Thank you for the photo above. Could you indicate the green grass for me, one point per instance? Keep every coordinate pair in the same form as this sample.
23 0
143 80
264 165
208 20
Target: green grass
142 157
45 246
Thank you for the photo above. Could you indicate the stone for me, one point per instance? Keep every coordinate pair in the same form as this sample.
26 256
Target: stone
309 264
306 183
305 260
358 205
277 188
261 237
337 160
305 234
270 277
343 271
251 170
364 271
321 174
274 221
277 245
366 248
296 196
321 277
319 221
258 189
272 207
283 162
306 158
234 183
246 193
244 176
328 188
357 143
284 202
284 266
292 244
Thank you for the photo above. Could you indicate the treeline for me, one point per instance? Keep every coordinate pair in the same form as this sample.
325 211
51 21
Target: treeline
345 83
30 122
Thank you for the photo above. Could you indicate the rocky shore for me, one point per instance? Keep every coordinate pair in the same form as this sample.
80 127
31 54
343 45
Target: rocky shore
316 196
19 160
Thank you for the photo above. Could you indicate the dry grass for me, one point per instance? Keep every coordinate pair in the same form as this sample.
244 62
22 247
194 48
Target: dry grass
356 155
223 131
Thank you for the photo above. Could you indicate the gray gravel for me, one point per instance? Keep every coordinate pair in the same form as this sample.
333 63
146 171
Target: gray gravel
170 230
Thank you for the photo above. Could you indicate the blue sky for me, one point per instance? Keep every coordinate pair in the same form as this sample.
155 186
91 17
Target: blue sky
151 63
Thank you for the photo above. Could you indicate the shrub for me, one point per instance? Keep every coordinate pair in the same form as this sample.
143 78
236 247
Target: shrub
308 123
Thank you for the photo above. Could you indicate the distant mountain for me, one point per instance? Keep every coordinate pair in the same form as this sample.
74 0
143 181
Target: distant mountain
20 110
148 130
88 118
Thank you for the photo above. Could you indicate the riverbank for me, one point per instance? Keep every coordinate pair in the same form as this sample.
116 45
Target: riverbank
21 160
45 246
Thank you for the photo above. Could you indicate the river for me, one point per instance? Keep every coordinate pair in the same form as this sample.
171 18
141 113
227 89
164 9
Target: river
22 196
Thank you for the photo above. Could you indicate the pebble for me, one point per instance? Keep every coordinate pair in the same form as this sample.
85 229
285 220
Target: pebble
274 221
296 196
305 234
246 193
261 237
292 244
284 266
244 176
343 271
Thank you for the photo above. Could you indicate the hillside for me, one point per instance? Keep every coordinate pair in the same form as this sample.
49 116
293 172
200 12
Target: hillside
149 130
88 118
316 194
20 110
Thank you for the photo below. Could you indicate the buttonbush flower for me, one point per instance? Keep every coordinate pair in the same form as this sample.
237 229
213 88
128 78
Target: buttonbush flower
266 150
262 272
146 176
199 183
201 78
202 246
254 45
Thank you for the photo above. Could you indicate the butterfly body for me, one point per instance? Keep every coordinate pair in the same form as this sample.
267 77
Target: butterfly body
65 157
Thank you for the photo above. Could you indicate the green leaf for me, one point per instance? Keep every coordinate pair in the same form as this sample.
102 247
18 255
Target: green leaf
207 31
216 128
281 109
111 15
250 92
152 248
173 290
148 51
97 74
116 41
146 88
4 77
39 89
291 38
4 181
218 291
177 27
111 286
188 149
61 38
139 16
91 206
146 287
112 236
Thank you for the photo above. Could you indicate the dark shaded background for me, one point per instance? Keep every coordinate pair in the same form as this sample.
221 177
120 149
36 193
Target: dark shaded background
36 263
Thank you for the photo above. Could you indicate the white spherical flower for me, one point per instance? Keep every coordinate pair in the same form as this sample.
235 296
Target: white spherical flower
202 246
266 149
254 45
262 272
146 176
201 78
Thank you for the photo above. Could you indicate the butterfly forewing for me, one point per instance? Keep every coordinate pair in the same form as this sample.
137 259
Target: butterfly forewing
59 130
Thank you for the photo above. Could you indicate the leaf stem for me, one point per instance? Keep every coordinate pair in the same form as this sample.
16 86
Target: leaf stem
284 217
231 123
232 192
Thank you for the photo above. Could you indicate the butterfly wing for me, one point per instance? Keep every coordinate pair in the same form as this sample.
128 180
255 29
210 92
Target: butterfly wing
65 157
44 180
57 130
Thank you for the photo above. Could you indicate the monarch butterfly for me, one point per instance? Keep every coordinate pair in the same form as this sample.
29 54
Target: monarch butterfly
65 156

+ + + +

= WHAT TO WORK ON =
Each entry above must be set down again without alteration.

= EXPECTED OUTPUT =
Thank you for the photo above. Could you indicate the green grass for me, one point per instance? Keep every coordinate pair in the same form as this sample.
23 0
143 80
264 165
208 20
Target: green grass
142 157
45 246
Thank you for the photo above. Could you indicate the stone for me, one point per instance? Keep every coordinate pair in the same form as this sample.
26 256
Target: stone
309 264
306 183
305 260
358 205
277 188
261 237
337 160
305 234
270 277
343 271
251 170
364 271
321 174
274 221
277 245
366 248
296 196
321 277
319 221
258 189
272 207
283 162
306 158
234 183
246 193
244 176
328 188
357 143
284 202
284 266
292 244
Thank you for the photo above. Could you indicate the treeline for me, one point per instance? Keep every coordinate pair in the same form as this sample.
325 211
51 21
Target: treeline
345 83
30 122
Thank you for the photo above. Could you indicate the rocky shore for me, one point per instance? Keep every coordinate pair in the same form as this sample.
80 127
31 54
343 45
Target: rocky shore
316 196
19 160
Thank you for the photo above. Could you indicate the dry grass for me, one point per instance? Keep every coordinate pair in the same form as this sample.
244 62
22 247
194 48
Target: dry grass
356 155
223 131
Thank you for the photo above. Could you indicate the gray gravel for me, one point per instance? Keep every coordinate pair in the same form as this sample.
333 63
146 171
Target: gray gravel
170 230
Thank you for the photo above. Could you indicate the blue sky for me, one point per instance? Keep every coordinate pair in the same form as this sample.
155 186
91 17
Target: blue sky
151 63
Thank you for the photo above. Could you indicate the shrub for me, one point per instance? Keep every coordinate pair in the same form as this sample.
143 78
236 247
Target: shrub
308 123
Thank you for the photo above. Could you indicate the distant mountain for me, one point per instance? Keep every coordinate pair in the same form as this sample.
74 0
143 181
Target: distant mountain
20 110
148 130
88 118
Thank you for the photo above. Could you indicate the riverbank for me, one point per instance? Keep every coordinate pair in the same form as this sample.
116 45
Target: riverbank
21 160
45 246
Thank you for the photo above. Could you indicate the river for me, one point per instance? Keep every coordinate pair in the same form as this sample.
171 18
141 113
227 89
164 9
Target: river
22 196
Thank you for the photo above. Could you indicate the pebble for me, one point per instance? Keep every coordinate pair in the same form as this sample.
85 229
285 220
Target: pebble
274 221
296 196
305 234
246 193
261 237
292 244
284 266
244 176
343 271
Thank you for the photo above. Could you indicate the hillside for me, one point per instance? Keep every coordinate pair in the same form as this sample.
49 116
293 172
200 12
Target: hillside
149 130
88 118
316 194
20 110
Thank you for the photo below. Could you indicate the buttonbush flower for me, one point per instance? Keep every coordinate pair in the same form as this sample.
237 229
213 88
128 78
Target: buttonbush flower
266 150
262 272
146 176
199 183
201 78
202 246
254 45
Thank you for the photo above. Could you indicate the butterfly body for me, one point per instance? Keep every coordinate pair in the same form as this sample.
267 77
Target: butterfly body
65 157
Thank you for the photo above. Could you indicate the green leaf for me, one point per instance? Keep every coordinate pair in the same form as this sample.
102 247
18 255
Target: green leaf
207 31
216 128
281 109
111 15
250 92
152 248
173 290
148 51
97 74
116 41
146 88
4 77
39 89
291 38
4 181
218 291
177 27
111 286
188 149
61 38
139 16
91 206
146 287
112 236
Thank you for the photo above. Could you indicate the dark shaded background for me, one point per instance? Keep every coordinate pair in the same form as this sample.
221 177
120 149
36 193
Target: dark shaded background
36 263
Thank you for the photo above. Could you indicate the white spherical flower for me, one point per instance? Keep every coordinate pair in the same form as this sample.
235 296
Target: white spherical flower
202 246
266 149
254 45
262 272
146 176
201 78
Thank you for the photo above. Could you indicate the butterfly forewing for me, one point per instance? Keep every coordinate pair in the same form as this sample.
137 259
Target: butterfly forewing
59 130
Thank you for the photo above. Could you indicate the leaf stem for me, one point per instance? Keep every coordinate pair in the same form as this sample.
16 86
Target: leaf stem
284 217
231 123
232 192
Thank you for the photo above. Could you indicate the butterfly wing for me, one point per instance? Keep every coordinate pair in the same form as this sample.
128 180
255 29
210 92
Target: butterfly wing
65 157
44 180
57 130
Thank you for the photo above. Could you indicate the monarch butterfly for me, one point per instance? Keep every coordinate pair in the same form as this sample.
29 54
Target: monarch butterfly
65 156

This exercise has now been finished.